What you will do –
Answer these questions using the trip report below.
1. Which airline did the writer fly from Milwaukee to Washington?
2. What did the baggage check person at Union Station charge to store bags for the day?
3. At which visitor center did the writer get the C&O Canal stamp?

Extract provided –
* * * * *

Unfortunately, after flying to Washington on 11/5 (for my second planned trip), the dome didn't go out because of the derailment (see seperate trip report and photos of derailment) and I went home pretty dejected on the Capitol instead.

But, in spite of that, I still went ahead with the 11/12 dome trip... hoping that the car wasn't damaged too bad and would still be going out on #51(12).

Anyway, I flew from Milwaukee to Washington, DC on the morning of Thursday, November 11th leaving Milwaukee at 8:10AM CST and arriving at Washington-Reagan at 11:00AM EST. The interesting thing about booking the flight was that AirTran and Frontier (which are the 2 big competitors in Milwaukee now) had almost similar flight times and the exact same prices. I went with Frontier because the plane only seated like 70 people or so and I could get a 2x2 seat. The cool thing was that no one showed up in the seat next to me and I was able to have my window seat with no one next to me. Pretty cool! The other interesting thing to note about the flight was that the FAA apparently dropped the requirement for the stewardesses to drop their warning that if anyone stood up (for ANY reason) during the last 30 minutes of their flight into Washington-Reagan the flight would be diverted to Dulles. I haven't flown into DC since like 2005, but after 9/11 and up until my flight in 2005 they would always throw out that warning to everyone. I never had anyone go against that -- but diverting to Dulles would stink because there is not really good public transportation from Dulles into the main area of the Washington Mall.

Anyway, arrived in DC on time and headed over to the Metro Station and caught the blue line to Metro Center and then the red line over to Union Station. I didn't have a train out that day (11/11), but wanted to store my bags so I could sightsee most of the day. I had 2 options -- storing my bags with the baggage check person -- or storing it "at my own risk" in Club Acela. The baggage check person wanted $10 PER BAG to store it for the day -- while Club Acela was free -- so I went with the Club Aclea and didn't have any issues with that.

After storing my bag, I took the Metro back over to the GWU-Foggy Bottom stop and walked over to the Georgetown area. I have been to Washington, DC numerous time, but never been to the Georgetown area. I ended up getting some lunch at a little shop -- and then went on to tour the C&O Canal and Old Stone House in Rock Creek Park. In addition to being nuts about trains, I also am really also into collecting stamps in my National Park Service passport book. For those of you who dont know what that is, each national park unit has a rubber stamp and when you visit you can stamp your book with the date and the park name. I have been collecting these since 1991 when I was just 11 years old! Anyway, the only 2 stamps in all of Washington, DC I didn't have were the C&O Canal and Rock Creek Park. Unfortunately, the C&O Canal Visitor Center was closed because apparently the canal totally dried up (yikes!), but the Old Stone House Visitor Center was open -- and they even had the C&O stamp there. So I did a quick tour of the house and headed to the Barnes & Nobles across the street to get some Starbucks.

* * * * *

Items from a data source:
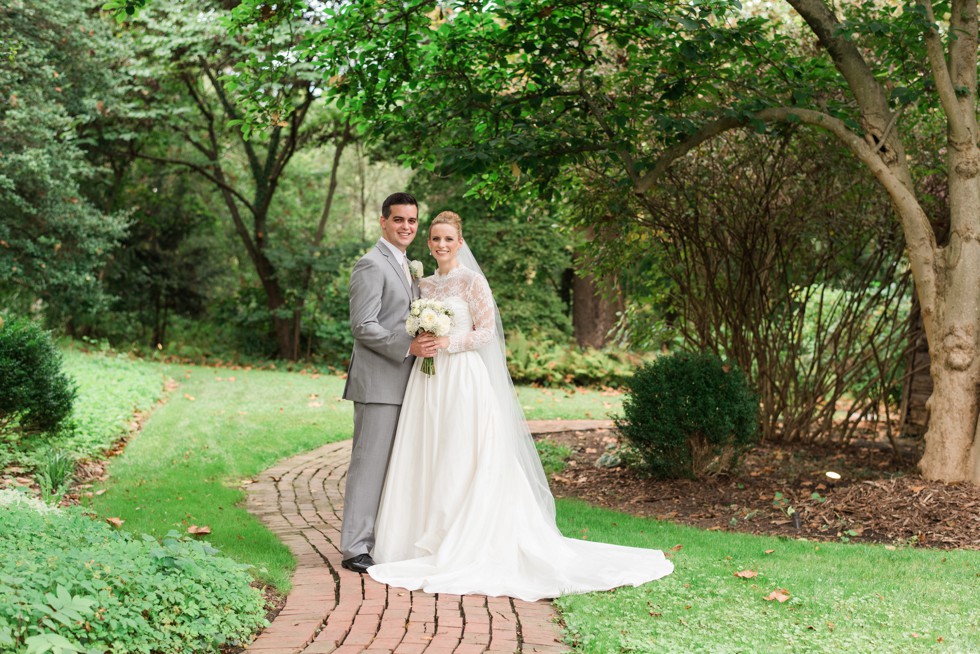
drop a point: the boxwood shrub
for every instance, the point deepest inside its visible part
(686, 415)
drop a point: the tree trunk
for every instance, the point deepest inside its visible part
(951, 439)
(595, 305)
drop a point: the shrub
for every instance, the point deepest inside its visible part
(689, 414)
(35, 395)
(74, 584)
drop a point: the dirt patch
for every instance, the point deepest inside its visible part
(785, 491)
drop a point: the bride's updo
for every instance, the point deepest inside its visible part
(448, 218)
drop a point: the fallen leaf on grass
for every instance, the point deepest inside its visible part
(780, 595)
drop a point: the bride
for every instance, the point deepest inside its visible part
(466, 507)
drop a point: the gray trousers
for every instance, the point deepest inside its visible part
(374, 433)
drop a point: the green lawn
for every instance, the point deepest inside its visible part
(843, 597)
(221, 426)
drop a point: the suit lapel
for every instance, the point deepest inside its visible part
(397, 268)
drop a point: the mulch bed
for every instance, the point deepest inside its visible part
(783, 490)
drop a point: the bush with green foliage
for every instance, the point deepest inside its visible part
(74, 584)
(542, 361)
(686, 415)
(35, 395)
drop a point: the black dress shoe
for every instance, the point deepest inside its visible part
(359, 563)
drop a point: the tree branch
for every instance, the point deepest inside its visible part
(958, 131)
(919, 235)
(201, 170)
(870, 95)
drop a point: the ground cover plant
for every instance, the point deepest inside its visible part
(191, 462)
(72, 583)
(221, 426)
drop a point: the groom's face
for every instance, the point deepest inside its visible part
(400, 226)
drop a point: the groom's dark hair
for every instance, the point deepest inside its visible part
(397, 198)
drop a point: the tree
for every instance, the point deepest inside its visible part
(181, 56)
(54, 238)
(526, 88)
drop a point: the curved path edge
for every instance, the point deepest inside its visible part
(331, 609)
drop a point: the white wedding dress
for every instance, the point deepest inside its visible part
(465, 507)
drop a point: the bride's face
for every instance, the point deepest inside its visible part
(444, 243)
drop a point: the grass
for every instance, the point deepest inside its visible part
(843, 597)
(110, 389)
(571, 404)
(222, 427)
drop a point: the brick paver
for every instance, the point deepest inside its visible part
(331, 610)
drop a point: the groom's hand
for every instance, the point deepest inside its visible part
(424, 345)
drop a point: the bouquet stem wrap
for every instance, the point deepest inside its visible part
(429, 316)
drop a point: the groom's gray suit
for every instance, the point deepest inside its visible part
(380, 297)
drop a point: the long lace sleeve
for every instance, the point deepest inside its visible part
(480, 300)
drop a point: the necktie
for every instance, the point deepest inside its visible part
(408, 273)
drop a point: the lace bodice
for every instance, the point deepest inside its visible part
(468, 295)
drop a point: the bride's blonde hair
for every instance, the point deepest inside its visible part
(448, 218)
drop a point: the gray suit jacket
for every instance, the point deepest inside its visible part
(380, 298)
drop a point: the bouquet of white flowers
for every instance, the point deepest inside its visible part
(430, 316)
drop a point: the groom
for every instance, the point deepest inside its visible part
(381, 292)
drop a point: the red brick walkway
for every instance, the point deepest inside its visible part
(331, 609)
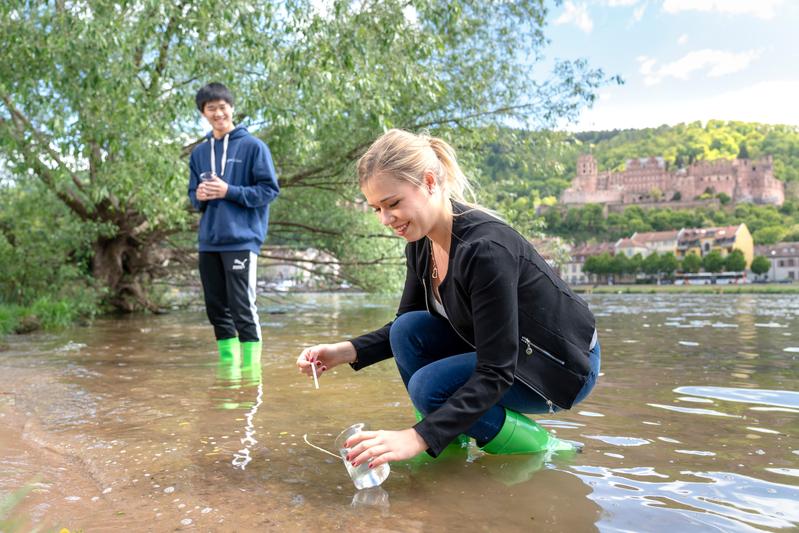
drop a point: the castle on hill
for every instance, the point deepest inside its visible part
(647, 182)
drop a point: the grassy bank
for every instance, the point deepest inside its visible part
(752, 288)
(44, 313)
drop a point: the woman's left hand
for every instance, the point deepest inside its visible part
(378, 447)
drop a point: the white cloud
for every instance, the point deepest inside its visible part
(764, 9)
(770, 102)
(576, 14)
(715, 62)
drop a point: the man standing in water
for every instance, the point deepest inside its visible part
(232, 181)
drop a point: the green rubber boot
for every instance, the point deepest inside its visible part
(461, 442)
(229, 348)
(520, 435)
(251, 362)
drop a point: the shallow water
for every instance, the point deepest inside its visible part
(135, 423)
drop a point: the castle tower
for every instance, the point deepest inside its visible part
(586, 173)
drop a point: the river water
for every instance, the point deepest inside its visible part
(135, 423)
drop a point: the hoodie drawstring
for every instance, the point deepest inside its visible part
(224, 154)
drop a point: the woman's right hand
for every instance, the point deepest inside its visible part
(325, 357)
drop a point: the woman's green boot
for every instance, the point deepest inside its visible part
(460, 443)
(520, 435)
(229, 348)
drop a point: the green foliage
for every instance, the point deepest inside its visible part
(691, 263)
(735, 261)
(684, 144)
(44, 249)
(760, 265)
(651, 264)
(713, 261)
(102, 113)
(769, 234)
(668, 264)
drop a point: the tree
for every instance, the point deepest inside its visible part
(668, 264)
(96, 107)
(769, 235)
(735, 261)
(713, 262)
(600, 265)
(691, 263)
(760, 265)
(651, 264)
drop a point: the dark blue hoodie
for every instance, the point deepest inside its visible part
(238, 221)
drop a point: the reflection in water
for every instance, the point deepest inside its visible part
(691, 427)
(777, 398)
(697, 501)
(241, 375)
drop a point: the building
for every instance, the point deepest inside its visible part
(646, 243)
(699, 241)
(702, 241)
(572, 271)
(784, 259)
(648, 182)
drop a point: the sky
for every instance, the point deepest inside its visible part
(683, 60)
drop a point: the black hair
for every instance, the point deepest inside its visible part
(212, 92)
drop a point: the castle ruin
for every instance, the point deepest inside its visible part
(647, 181)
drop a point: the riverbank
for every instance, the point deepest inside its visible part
(749, 288)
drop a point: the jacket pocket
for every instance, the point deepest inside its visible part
(548, 374)
(531, 349)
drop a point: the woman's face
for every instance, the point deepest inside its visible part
(408, 209)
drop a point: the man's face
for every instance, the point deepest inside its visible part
(219, 115)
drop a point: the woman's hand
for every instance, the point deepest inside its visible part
(378, 447)
(325, 357)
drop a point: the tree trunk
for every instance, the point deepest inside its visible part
(126, 265)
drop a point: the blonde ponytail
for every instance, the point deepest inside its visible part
(407, 156)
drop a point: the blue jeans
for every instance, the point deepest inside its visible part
(434, 362)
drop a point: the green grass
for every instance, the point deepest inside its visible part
(751, 288)
(45, 313)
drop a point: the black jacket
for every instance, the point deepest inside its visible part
(503, 299)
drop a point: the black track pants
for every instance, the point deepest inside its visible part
(228, 280)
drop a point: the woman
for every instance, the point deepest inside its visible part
(485, 329)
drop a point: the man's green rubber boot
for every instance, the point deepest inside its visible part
(520, 435)
(229, 348)
(251, 361)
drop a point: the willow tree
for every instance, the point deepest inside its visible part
(96, 107)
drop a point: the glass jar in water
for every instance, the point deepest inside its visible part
(362, 476)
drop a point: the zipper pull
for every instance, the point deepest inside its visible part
(529, 349)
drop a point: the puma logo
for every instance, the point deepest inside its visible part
(239, 264)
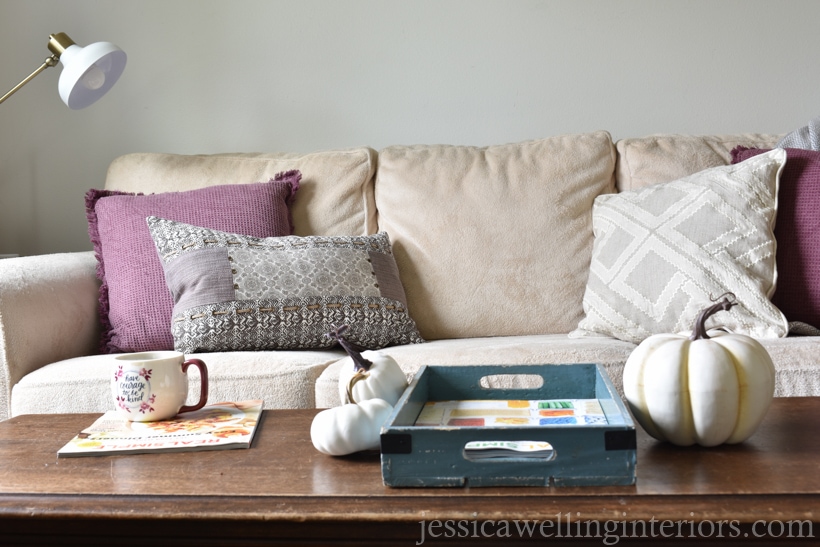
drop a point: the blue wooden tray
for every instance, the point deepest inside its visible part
(582, 455)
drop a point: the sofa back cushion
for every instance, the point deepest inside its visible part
(496, 240)
(663, 158)
(335, 193)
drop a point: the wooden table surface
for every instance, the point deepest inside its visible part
(282, 490)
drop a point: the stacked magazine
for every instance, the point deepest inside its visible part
(214, 427)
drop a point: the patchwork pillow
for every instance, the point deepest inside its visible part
(237, 292)
(663, 252)
(797, 234)
(135, 306)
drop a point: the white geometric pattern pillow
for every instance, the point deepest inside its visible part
(662, 252)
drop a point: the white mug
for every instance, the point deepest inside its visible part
(153, 385)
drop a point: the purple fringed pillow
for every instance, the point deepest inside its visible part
(798, 239)
(135, 304)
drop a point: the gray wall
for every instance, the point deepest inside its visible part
(210, 76)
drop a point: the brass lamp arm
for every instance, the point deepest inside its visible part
(49, 62)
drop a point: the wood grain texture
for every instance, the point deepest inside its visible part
(283, 490)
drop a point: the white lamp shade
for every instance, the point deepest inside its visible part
(89, 72)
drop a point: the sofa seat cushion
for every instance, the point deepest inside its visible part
(283, 379)
(501, 350)
(494, 241)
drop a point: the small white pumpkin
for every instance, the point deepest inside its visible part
(700, 389)
(368, 374)
(349, 428)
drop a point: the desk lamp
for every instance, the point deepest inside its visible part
(88, 72)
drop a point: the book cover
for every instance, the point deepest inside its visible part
(504, 413)
(218, 426)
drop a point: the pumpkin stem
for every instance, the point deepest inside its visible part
(699, 329)
(359, 362)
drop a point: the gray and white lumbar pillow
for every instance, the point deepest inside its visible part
(236, 292)
(663, 251)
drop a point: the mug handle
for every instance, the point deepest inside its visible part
(203, 391)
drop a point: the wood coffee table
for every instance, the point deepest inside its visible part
(282, 491)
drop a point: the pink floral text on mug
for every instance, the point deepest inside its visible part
(151, 386)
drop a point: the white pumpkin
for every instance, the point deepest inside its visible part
(368, 374)
(707, 388)
(384, 379)
(350, 428)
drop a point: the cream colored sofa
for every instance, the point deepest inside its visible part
(493, 247)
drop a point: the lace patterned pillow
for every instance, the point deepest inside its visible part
(235, 292)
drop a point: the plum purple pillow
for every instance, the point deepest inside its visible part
(797, 234)
(135, 305)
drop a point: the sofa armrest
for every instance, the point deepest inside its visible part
(48, 312)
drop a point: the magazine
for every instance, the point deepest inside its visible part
(504, 413)
(218, 426)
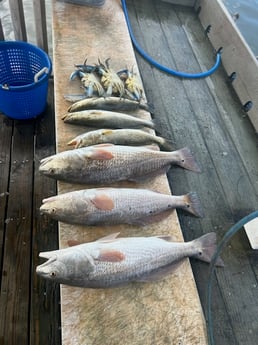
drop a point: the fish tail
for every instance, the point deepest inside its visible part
(192, 204)
(207, 246)
(187, 161)
(166, 144)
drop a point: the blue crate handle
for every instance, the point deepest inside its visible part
(40, 73)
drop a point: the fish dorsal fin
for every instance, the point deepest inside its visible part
(110, 255)
(166, 238)
(109, 238)
(160, 273)
(72, 243)
(99, 152)
(103, 202)
(152, 147)
(107, 132)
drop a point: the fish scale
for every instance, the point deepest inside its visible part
(115, 261)
(104, 164)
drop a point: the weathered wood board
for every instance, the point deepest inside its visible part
(164, 312)
(236, 57)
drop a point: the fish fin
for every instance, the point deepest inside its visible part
(48, 255)
(107, 132)
(166, 238)
(152, 147)
(193, 205)
(166, 144)
(100, 154)
(153, 174)
(72, 243)
(186, 160)
(103, 202)
(154, 218)
(160, 273)
(110, 255)
(207, 247)
(109, 238)
(73, 142)
(105, 144)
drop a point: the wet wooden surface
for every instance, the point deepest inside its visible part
(29, 307)
(168, 311)
(206, 115)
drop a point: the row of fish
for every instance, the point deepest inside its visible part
(115, 152)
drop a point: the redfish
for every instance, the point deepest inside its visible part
(106, 119)
(104, 164)
(116, 206)
(112, 261)
(133, 137)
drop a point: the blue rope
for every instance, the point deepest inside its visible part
(228, 235)
(158, 65)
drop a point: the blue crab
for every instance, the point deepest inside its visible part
(89, 79)
(133, 85)
(110, 79)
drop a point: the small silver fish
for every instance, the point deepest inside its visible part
(107, 103)
(116, 206)
(112, 261)
(106, 119)
(130, 137)
(107, 163)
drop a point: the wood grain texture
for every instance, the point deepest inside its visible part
(166, 312)
(206, 115)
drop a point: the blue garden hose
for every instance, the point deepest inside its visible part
(164, 68)
(228, 235)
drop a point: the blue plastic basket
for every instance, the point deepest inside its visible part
(24, 74)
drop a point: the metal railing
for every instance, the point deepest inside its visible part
(19, 26)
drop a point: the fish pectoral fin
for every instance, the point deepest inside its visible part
(160, 273)
(100, 153)
(103, 202)
(110, 255)
(109, 238)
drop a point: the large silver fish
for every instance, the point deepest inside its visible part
(104, 164)
(113, 261)
(130, 137)
(116, 206)
(106, 119)
(107, 103)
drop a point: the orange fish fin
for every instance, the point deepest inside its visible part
(160, 273)
(153, 218)
(72, 143)
(152, 147)
(103, 202)
(109, 238)
(151, 175)
(100, 153)
(72, 243)
(110, 255)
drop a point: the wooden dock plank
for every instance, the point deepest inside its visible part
(45, 297)
(206, 115)
(15, 284)
(162, 312)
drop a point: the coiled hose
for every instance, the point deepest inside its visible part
(228, 235)
(164, 68)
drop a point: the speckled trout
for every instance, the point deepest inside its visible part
(112, 261)
(116, 206)
(104, 164)
(131, 137)
(106, 119)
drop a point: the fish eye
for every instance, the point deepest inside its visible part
(52, 274)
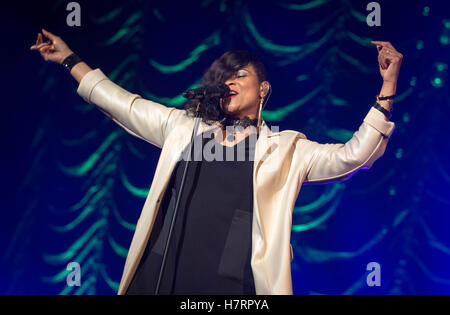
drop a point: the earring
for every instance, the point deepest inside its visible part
(259, 113)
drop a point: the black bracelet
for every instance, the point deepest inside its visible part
(383, 98)
(70, 61)
(386, 113)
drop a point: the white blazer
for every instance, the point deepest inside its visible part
(283, 162)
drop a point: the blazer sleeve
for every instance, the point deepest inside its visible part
(340, 161)
(142, 118)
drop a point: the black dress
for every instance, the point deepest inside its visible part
(210, 248)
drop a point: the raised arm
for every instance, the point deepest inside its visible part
(142, 118)
(339, 161)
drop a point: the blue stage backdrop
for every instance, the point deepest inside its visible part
(74, 182)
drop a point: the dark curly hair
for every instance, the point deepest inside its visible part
(220, 71)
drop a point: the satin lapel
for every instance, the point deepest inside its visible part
(264, 147)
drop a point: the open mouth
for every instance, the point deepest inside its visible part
(232, 94)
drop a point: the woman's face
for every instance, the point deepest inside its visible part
(246, 103)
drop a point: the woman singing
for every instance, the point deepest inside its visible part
(232, 230)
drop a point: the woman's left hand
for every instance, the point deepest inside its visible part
(389, 60)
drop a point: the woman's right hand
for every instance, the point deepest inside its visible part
(55, 49)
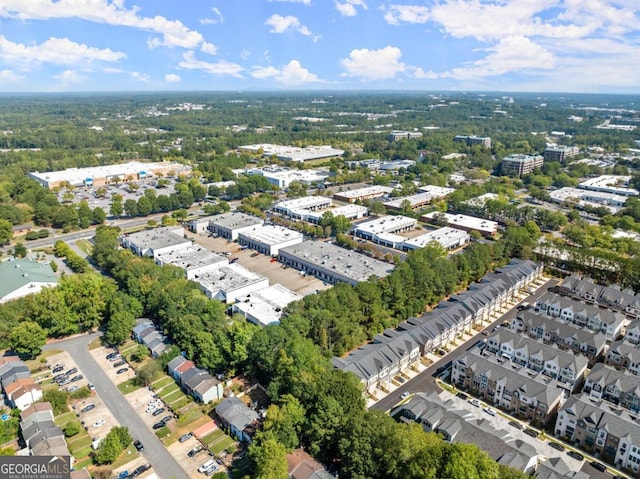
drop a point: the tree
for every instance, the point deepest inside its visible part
(269, 458)
(27, 339)
(6, 232)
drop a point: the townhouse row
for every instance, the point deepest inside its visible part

* * * * *

Finished answer –
1. Frontier
2. $10 per bag
3. The Old Stone House Visitor Center